### DATA RECORDS
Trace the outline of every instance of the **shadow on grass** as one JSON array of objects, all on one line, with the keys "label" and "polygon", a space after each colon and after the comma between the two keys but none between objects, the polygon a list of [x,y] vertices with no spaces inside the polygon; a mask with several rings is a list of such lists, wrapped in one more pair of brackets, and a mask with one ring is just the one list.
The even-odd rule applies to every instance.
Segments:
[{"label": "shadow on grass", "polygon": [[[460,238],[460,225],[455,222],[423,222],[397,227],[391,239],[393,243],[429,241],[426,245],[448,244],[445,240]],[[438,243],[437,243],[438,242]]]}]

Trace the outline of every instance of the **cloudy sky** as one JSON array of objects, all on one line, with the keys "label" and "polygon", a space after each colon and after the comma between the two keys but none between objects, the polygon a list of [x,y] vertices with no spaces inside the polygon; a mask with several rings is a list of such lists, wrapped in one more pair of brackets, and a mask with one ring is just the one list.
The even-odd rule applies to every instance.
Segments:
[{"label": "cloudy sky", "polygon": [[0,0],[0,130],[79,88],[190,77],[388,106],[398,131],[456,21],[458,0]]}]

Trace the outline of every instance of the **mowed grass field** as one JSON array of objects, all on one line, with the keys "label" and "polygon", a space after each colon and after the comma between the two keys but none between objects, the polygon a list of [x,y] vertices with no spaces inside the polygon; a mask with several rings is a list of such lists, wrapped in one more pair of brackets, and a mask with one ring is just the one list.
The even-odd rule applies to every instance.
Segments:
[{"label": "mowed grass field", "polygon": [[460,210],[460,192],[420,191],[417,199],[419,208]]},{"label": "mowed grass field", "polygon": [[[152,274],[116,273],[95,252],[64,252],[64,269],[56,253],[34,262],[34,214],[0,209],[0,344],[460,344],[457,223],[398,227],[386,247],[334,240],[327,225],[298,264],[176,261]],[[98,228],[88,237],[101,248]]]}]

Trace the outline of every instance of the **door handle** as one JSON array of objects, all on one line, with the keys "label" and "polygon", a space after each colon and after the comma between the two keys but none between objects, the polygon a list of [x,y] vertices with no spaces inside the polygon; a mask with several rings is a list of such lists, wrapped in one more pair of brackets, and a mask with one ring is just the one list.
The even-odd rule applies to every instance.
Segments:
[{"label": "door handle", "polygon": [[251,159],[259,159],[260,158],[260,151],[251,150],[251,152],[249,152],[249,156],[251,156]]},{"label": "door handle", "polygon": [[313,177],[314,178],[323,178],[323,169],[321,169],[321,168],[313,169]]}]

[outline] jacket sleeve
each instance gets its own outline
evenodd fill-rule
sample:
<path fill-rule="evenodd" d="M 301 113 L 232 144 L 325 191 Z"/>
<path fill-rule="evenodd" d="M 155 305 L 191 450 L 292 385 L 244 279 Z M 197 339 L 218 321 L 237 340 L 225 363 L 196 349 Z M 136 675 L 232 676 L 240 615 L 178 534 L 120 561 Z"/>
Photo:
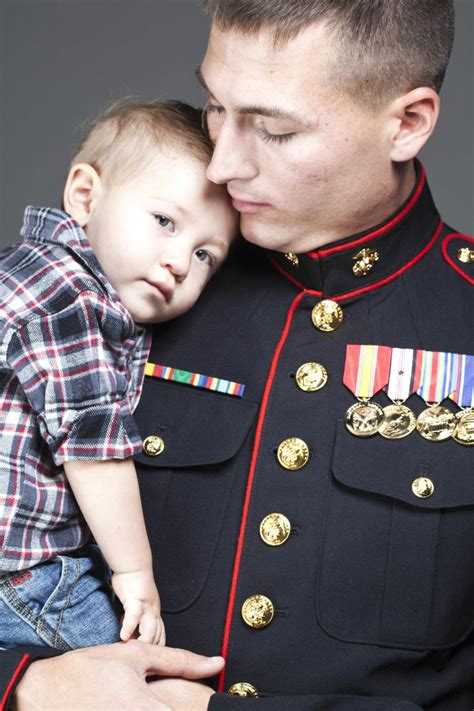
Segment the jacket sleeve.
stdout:
<path fill-rule="evenodd" d="M 49 647 L 16 647 L 0 650 L 0 711 L 12 709 L 13 694 L 31 662 L 62 654 Z"/>
<path fill-rule="evenodd" d="M 421 706 L 388 696 L 345 696 L 308 694 L 241 698 L 214 694 L 209 711 L 422 711 Z"/>

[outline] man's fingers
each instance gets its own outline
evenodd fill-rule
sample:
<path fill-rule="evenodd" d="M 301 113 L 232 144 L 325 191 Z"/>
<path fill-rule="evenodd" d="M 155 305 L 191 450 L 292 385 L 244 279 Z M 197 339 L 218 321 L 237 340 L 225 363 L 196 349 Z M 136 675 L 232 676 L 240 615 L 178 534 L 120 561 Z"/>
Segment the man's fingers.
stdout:
<path fill-rule="evenodd" d="M 129 642 L 129 644 L 131 644 Z M 128 645 L 127 645 L 128 646 Z M 204 679 L 218 674 L 224 666 L 222 657 L 203 657 L 186 649 L 146 645 L 146 673 L 179 676 L 183 679 Z"/>

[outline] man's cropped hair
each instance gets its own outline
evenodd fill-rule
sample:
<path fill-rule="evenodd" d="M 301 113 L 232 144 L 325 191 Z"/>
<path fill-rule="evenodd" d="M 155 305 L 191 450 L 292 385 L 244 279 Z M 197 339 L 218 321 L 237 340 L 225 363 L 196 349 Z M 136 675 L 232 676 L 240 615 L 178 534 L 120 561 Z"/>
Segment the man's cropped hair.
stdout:
<path fill-rule="evenodd" d="M 204 0 L 223 31 L 273 32 L 276 46 L 314 23 L 336 40 L 332 84 L 363 105 L 420 86 L 439 92 L 454 40 L 453 0 Z"/>

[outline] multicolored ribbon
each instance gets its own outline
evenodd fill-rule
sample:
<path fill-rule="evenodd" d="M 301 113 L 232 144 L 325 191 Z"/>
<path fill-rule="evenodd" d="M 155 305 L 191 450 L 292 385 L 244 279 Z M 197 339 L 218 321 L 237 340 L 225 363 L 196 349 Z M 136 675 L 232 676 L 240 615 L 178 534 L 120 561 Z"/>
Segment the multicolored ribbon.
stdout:
<path fill-rule="evenodd" d="M 456 385 L 449 397 L 459 407 L 474 407 L 474 356 L 458 356 Z"/>
<path fill-rule="evenodd" d="M 459 356 L 456 353 L 417 351 L 413 390 L 426 403 L 440 403 L 456 389 Z"/>
<path fill-rule="evenodd" d="M 160 378 L 161 380 L 171 380 L 175 383 L 191 385 L 194 388 L 213 390 L 218 393 L 223 393 L 224 395 L 233 395 L 234 397 L 242 397 L 245 390 L 245 385 L 234 383 L 232 380 L 201 375 L 200 373 L 191 373 L 188 370 L 178 370 L 177 368 L 170 368 L 167 365 L 156 365 L 155 363 L 147 363 L 145 365 L 145 375 L 151 378 Z"/>
<path fill-rule="evenodd" d="M 392 348 L 390 375 L 385 388 L 392 402 L 405 402 L 412 394 L 414 365 L 413 348 Z"/>
<path fill-rule="evenodd" d="M 343 382 L 360 400 L 370 399 L 387 384 L 390 351 L 388 346 L 346 347 Z"/>

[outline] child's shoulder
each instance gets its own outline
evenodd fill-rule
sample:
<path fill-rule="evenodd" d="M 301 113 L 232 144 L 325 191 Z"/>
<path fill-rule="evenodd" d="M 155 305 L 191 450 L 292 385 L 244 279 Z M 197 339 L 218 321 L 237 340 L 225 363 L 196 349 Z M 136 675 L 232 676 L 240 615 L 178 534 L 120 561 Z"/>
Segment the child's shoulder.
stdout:
<path fill-rule="evenodd" d="M 0 253 L 3 326 L 57 313 L 86 294 L 100 298 L 104 289 L 60 243 L 24 240 Z"/>

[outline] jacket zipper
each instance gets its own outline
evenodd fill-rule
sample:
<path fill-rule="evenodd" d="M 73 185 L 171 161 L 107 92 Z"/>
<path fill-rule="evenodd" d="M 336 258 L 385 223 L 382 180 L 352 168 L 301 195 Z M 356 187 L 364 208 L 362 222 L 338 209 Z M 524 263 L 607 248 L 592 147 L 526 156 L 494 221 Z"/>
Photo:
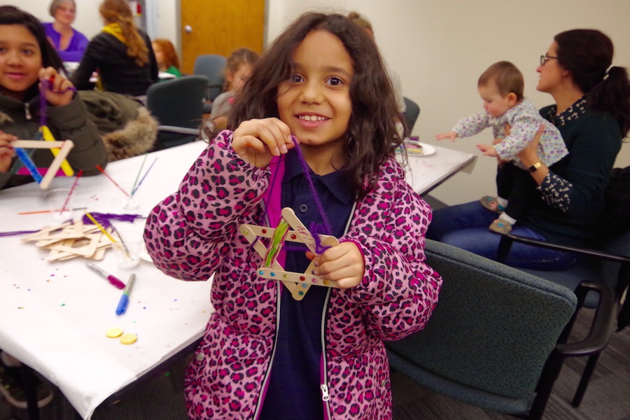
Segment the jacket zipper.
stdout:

### TASK GOAL
Omit each picture, then return all of the listing exactly as it stands.

### FULL SOLUTION
Trace the outline of every instance of the **shadow on grass** as one JSON array of objects, all on one line, with the keys "label" and "polygon", a space after each colon and after the comma between the two keys but none between objects, the polygon a list of [x,y] vertices with no spaces inside the polygon; a mask with several rings is a list of such lists, wrapped in one more pair of brackets, and a mask with one ring is just the one list.
The even-odd rule applies to every instance.
Segments:
[{"label": "shadow on grass", "polygon": [[[460,238],[460,225],[455,222],[423,222],[397,227],[391,239],[393,243],[429,241],[426,245],[448,244],[445,240]],[[438,243],[437,243],[438,242]]]}]

Trace the outline of every instance of the **cloudy sky** as one JSON array of objects, all on one line, with the keys "label" and "polygon", a space after each colon and after the comma between the two keys but none between objects, the polygon a list of [x,y] vertices with no spaces inside the polygon; a mask with several rings is a list of such lists, wrapped in one more pair of brackets, and a mask with one ring is just the one list.
The even-odd rule applies to every instance.
Segments:
[{"label": "cloudy sky", "polygon": [[0,0],[0,130],[79,88],[190,77],[388,106],[398,131],[456,21],[458,0]]}]

Trace the outline of every instance of the **mowed grass field** as one JSON array of objects, all on one line, with the keys "label" and "polygon", a space after each colon and after the comma between the two keys but none between objects, the polygon a list of [x,y] vertices with no spaces inside the polygon; a mask with several rings is a list of such lists, wrapped in one more pair of brackets, and a mask with one ring is just the one list.
The even-odd rule applies to every instance.
Segments:
[{"label": "mowed grass field", "polygon": [[460,210],[460,192],[420,191],[417,199],[419,208]]},{"label": "mowed grass field", "polygon": [[[152,274],[116,273],[95,252],[64,252],[64,269],[56,253],[34,262],[34,214],[0,209],[0,344],[460,344],[457,223],[398,227],[386,247],[334,240],[327,225],[298,264],[176,261]],[[98,228],[88,237],[101,248]]]}]

Trace the outline of every instance of the **door handle** as one JSON array of objects, all on one line, with the keys "label" and "polygon", a space after each colon and after the comma between the two keys but none between objects, the polygon a list of [x,y] vertices with no spaces inside the polygon; a mask with several rings is a list of such lists, wrapped in one more pair of brackets, and a mask with one ring is just the one list.
The even-odd rule applies to every instance.
Segments:
[{"label": "door handle", "polygon": [[251,159],[259,159],[260,158],[260,151],[251,150],[251,152],[249,152],[249,156],[251,156]]},{"label": "door handle", "polygon": [[313,177],[314,178],[323,178],[323,169],[321,169],[321,168],[313,169]]}]

[outline] jacket sleeve
each instance gets its own outline
evenodd fill-rule
sample:
<path fill-rule="evenodd" d="M 301 113 L 232 144 L 325 191 Z"/>
<path fill-rule="evenodd" d="M 155 305 L 191 450 L 292 385 L 244 279 Z M 197 339 L 218 321 L 237 340 L 225 363 L 196 349 Z M 136 675 L 232 676 L 240 615 L 178 534 L 120 561 Z"/>
Photo:
Segment the jacket sleeve.
stdout:
<path fill-rule="evenodd" d="M 49 647 L 16 647 L 0 650 L 0 711 L 12 709 L 13 694 L 31 662 L 62 654 Z"/>
<path fill-rule="evenodd" d="M 421 706 L 388 696 L 345 696 L 308 694 L 241 698 L 214 694 L 209 711 L 422 711 Z"/>

[outline] man's fingers
each instance gets its own outline
evenodd fill-rule
sample:
<path fill-rule="evenodd" d="M 301 113 L 232 144 L 325 191 Z"/>
<path fill-rule="evenodd" d="M 155 305 L 191 450 L 292 385 L 244 279 Z M 197 339 L 218 321 L 237 340 L 225 363 L 196 349 Z M 136 675 L 232 676 L 240 615 L 178 534 L 120 561 Z"/>
Segment the man's fingers.
stdout:
<path fill-rule="evenodd" d="M 129 642 L 129 644 L 131 644 Z M 128 645 L 127 645 L 128 646 Z M 204 679 L 218 674 L 224 666 L 222 657 L 203 657 L 186 649 L 146 645 L 146 673 L 179 676 L 183 679 Z"/>

[outline] man's cropped hair
each instance gets its own outline
evenodd fill-rule
sample:
<path fill-rule="evenodd" d="M 301 113 L 232 144 L 325 191 Z"/>
<path fill-rule="evenodd" d="M 155 305 L 191 450 L 292 385 L 244 279 Z M 197 339 L 218 321 L 237 340 L 225 363 L 196 349 Z M 136 675 L 232 676 L 240 615 L 178 534 L 120 561 Z"/>
Segment the man's cropped hair.
stdout:
<path fill-rule="evenodd" d="M 204 0 L 223 31 L 273 32 L 276 46 L 314 23 L 336 40 L 332 84 L 363 105 L 420 86 L 439 92 L 454 40 L 453 0 Z"/>

[outline] multicolored ribbon
each instance gets its own outline
evenodd fill-rule
sample:
<path fill-rule="evenodd" d="M 301 113 L 232 144 L 325 191 Z"/>
<path fill-rule="evenodd" d="M 155 305 L 191 450 L 292 385 L 244 279 Z M 197 339 L 218 321 L 237 340 L 225 363 L 196 349 Z M 136 675 L 232 676 L 240 615 L 178 534 L 120 561 Z"/>
Segment the multicolored ribbon.
stdout:
<path fill-rule="evenodd" d="M 456 385 L 449 397 L 459 407 L 474 407 L 474 356 L 458 356 Z"/>
<path fill-rule="evenodd" d="M 459 356 L 456 353 L 417 351 L 413 390 L 426 403 L 440 403 L 456 389 Z"/>
<path fill-rule="evenodd" d="M 160 378 L 161 380 L 171 380 L 175 383 L 191 385 L 194 388 L 213 390 L 218 393 L 223 393 L 224 395 L 233 395 L 234 397 L 242 397 L 245 390 L 245 385 L 234 383 L 232 380 L 201 375 L 200 373 L 191 373 L 188 370 L 178 370 L 177 368 L 170 368 L 167 365 L 156 365 L 155 363 L 147 363 L 145 365 L 145 375 L 151 378 Z"/>
<path fill-rule="evenodd" d="M 392 348 L 390 375 L 385 388 L 392 402 L 405 402 L 412 394 L 414 365 L 413 348 Z"/>
<path fill-rule="evenodd" d="M 343 382 L 360 400 L 370 399 L 387 384 L 390 351 L 388 346 L 346 347 Z"/>

[outline] child's shoulder
each instance gets its own outline
evenodd fill-rule
sample:
<path fill-rule="evenodd" d="M 301 113 L 232 144 L 325 191 Z"/>
<path fill-rule="evenodd" d="M 155 305 L 191 450 L 292 385 L 244 279 Z M 197 339 L 218 321 L 237 340 L 225 363 L 196 349 Z M 136 675 L 232 676 L 240 615 L 178 534 L 120 561 Z"/>
Segment the child's shoulder.
stdout:
<path fill-rule="evenodd" d="M 0 253 L 3 326 L 57 313 L 86 294 L 100 298 L 104 289 L 60 243 L 24 240 Z"/>

[outline] jacket zipper
each instance gets its own outline
evenodd fill-rule
sample:
<path fill-rule="evenodd" d="M 73 185 L 171 161 L 107 92 Z"/>
<path fill-rule="evenodd" d="M 336 258 L 385 223 L 382 180 L 352 168 L 301 195 Z M 356 187 L 364 208 L 362 222 L 338 209 Z M 524 263 L 607 248 L 592 147 L 526 156 L 494 221 Z"/>
Photo:
Segment the jacket zipper.
stdout:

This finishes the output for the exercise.